§ **TASK GOAL**
Turn all the records below into a JSON list of strings with one string per line, skipping blank lines. Leave the pictures out.

§ **MATERIAL SHOWN**
----

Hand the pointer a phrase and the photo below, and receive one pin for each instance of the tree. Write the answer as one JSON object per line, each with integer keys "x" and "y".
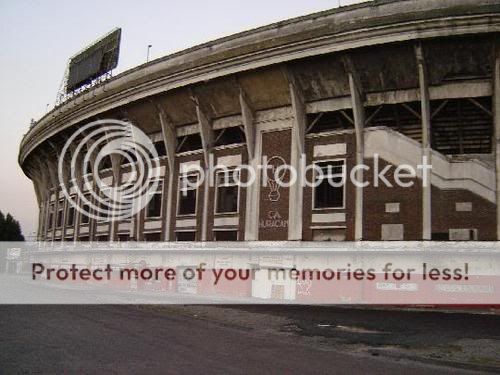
{"x": 10, "y": 230}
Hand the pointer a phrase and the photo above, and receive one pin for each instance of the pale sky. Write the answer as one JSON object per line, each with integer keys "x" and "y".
{"x": 38, "y": 37}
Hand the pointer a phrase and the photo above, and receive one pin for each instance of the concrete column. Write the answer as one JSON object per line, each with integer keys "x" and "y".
{"x": 170, "y": 140}
{"x": 496, "y": 109}
{"x": 426, "y": 144}
{"x": 295, "y": 213}
{"x": 252, "y": 191}
{"x": 206, "y": 131}
{"x": 359, "y": 124}
{"x": 116, "y": 161}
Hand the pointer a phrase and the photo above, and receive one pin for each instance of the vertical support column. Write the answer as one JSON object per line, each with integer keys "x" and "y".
{"x": 359, "y": 124}
{"x": 52, "y": 170}
{"x": 496, "y": 109}
{"x": 116, "y": 161}
{"x": 207, "y": 137}
{"x": 252, "y": 191}
{"x": 426, "y": 144}
{"x": 170, "y": 140}
{"x": 295, "y": 218}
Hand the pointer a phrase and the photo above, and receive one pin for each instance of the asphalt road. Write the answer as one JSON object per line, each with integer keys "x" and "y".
{"x": 127, "y": 339}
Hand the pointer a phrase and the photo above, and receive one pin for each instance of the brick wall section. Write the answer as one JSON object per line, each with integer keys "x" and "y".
{"x": 275, "y": 143}
{"x": 350, "y": 193}
{"x": 445, "y": 217}
{"x": 199, "y": 208}
{"x": 240, "y": 150}
{"x": 375, "y": 198}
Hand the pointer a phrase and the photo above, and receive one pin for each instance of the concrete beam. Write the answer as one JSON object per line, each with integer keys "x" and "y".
{"x": 295, "y": 216}
{"x": 247, "y": 116}
{"x": 207, "y": 139}
{"x": 252, "y": 191}
{"x": 496, "y": 110}
{"x": 170, "y": 140}
{"x": 358, "y": 109}
{"x": 426, "y": 142}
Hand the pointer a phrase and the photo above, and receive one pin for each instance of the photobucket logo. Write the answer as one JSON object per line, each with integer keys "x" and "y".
{"x": 86, "y": 152}
{"x": 276, "y": 174}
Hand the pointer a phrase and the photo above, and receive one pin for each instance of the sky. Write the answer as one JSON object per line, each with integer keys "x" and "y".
{"x": 38, "y": 37}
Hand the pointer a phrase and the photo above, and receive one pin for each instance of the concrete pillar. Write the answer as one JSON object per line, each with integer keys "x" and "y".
{"x": 295, "y": 218}
{"x": 426, "y": 144}
{"x": 206, "y": 131}
{"x": 252, "y": 191}
{"x": 170, "y": 140}
{"x": 496, "y": 109}
{"x": 359, "y": 124}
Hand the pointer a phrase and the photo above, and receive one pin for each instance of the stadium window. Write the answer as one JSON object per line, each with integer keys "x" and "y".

----

§ **ANSWER TO THE PROBLEM**
[
  "Hand the pointer a phrase and the photo below, and receive one pin for each instance of the tree. Write the answer as one JSON object per line, each with integer keys \"x\" and \"y\".",
  "{\"x\": 10, \"y\": 230}",
  "Hand the pointer a phrase and the photo above, and receive one pin for each instance of the pale sky. Write the answer as one JSON object per line, each with integer keys \"x\" and \"y\".",
  "{\"x\": 38, \"y\": 37}",
  "Hand the pointer a phrase and the photo above, and receive one pin for each instance of the concrete column. Write the answer as one JSON object per line, each with integer keys \"x\" and \"y\".",
  "{\"x\": 170, \"y\": 140}",
  "{\"x\": 496, \"y\": 109}",
  "{\"x\": 426, \"y\": 144}",
  "{\"x\": 295, \"y\": 213}",
  "{\"x\": 252, \"y\": 191}",
  "{\"x\": 206, \"y\": 131}",
  "{\"x\": 359, \"y\": 124}",
  "{\"x\": 116, \"y\": 161}",
  "Hand the pointer a phrase and the photo above, and receive one pin for each instance of the vertical support column. Write the answer as one JSON object per line, each with integer keys \"x\" and \"y\".",
  "{\"x\": 359, \"y\": 124}",
  "{\"x\": 52, \"y\": 170}",
  "{\"x\": 496, \"y\": 109}",
  "{\"x\": 116, \"y\": 161}",
  "{\"x\": 207, \"y\": 137}",
  "{\"x\": 252, \"y\": 191}",
  "{\"x\": 426, \"y\": 144}",
  "{\"x\": 170, \"y\": 140}",
  "{\"x\": 295, \"y\": 218}",
  "Hand the pointer a phrase and the photo above, and receive one pin for each instance of the asphalt road. Write the answer as one JSON object per line, each with integer keys \"x\" and \"y\".",
  "{\"x\": 127, \"y\": 339}",
  "Hand the pointer a phrase and the photo above, and receive one pin for each instance of the brick wall section. Write the answer as one JSON object per line, each with integer keys \"x\" and \"y\".",
  "{\"x\": 275, \"y\": 143}",
  "{\"x\": 350, \"y\": 193}",
  "{\"x\": 445, \"y\": 217}",
  "{\"x\": 199, \"y\": 208}",
  "{\"x\": 240, \"y\": 150}",
  "{\"x\": 375, \"y\": 198}",
  "Hand the pointer a phrase and the photo above, and receive one pin for each instance of the concrete beam. Write the answer as one JSON object per line, each with integer keys \"x\" and \"y\".",
  "{\"x\": 295, \"y\": 216}",
  "{\"x\": 247, \"y\": 116}",
  "{\"x\": 207, \"y\": 139}",
  "{\"x\": 252, \"y\": 191}",
  "{\"x\": 496, \"y\": 110}",
  "{\"x\": 170, \"y\": 140}",
  "{\"x\": 358, \"y\": 109}",
  "{\"x\": 426, \"y\": 142}",
  "Hand the pointer a phrase and the photo above, and receive one pin for each instance of the photobucket logo. Write the answer as one JSON object per line, each with integer keys \"x\" and \"y\".",
  "{\"x\": 86, \"y\": 152}",
  "{\"x\": 276, \"y\": 174}",
  "Hand the pointer a phrase and the photo above, and receive one pin for each instance of the sky. Write the answer as one JSON object per line, each with integer keys \"x\" and \"y\".",
  "{\"x\": 38, \"y\": 37}",
  "Hand the pointer a phrase and the photo above, and receive one pin for each instance of the concrete pillar. Write the answer as one JSON object per line, each with integer keys \"x\" and \"y\".",
  "{\"x\": 295, \"y\": 218}",
  "{\"x\": 426, \"y\": 144}",
  "{\"x\": 206, \"y\": 131}",
  "{\"x\": 252, \"y\": 191}",
  "{\"x\": 170, \"y\": 140}",
  "{\"x\": 496, \"y\": 109}",
  "{\"x\": 359, \"y\": 124}",
  "Hand the pointer a phrase and the photo above, and receive one pin for each instance of the stadium window. Write the answer as one JSON object per line, each with integer keys \"x\" and \"y\"."
]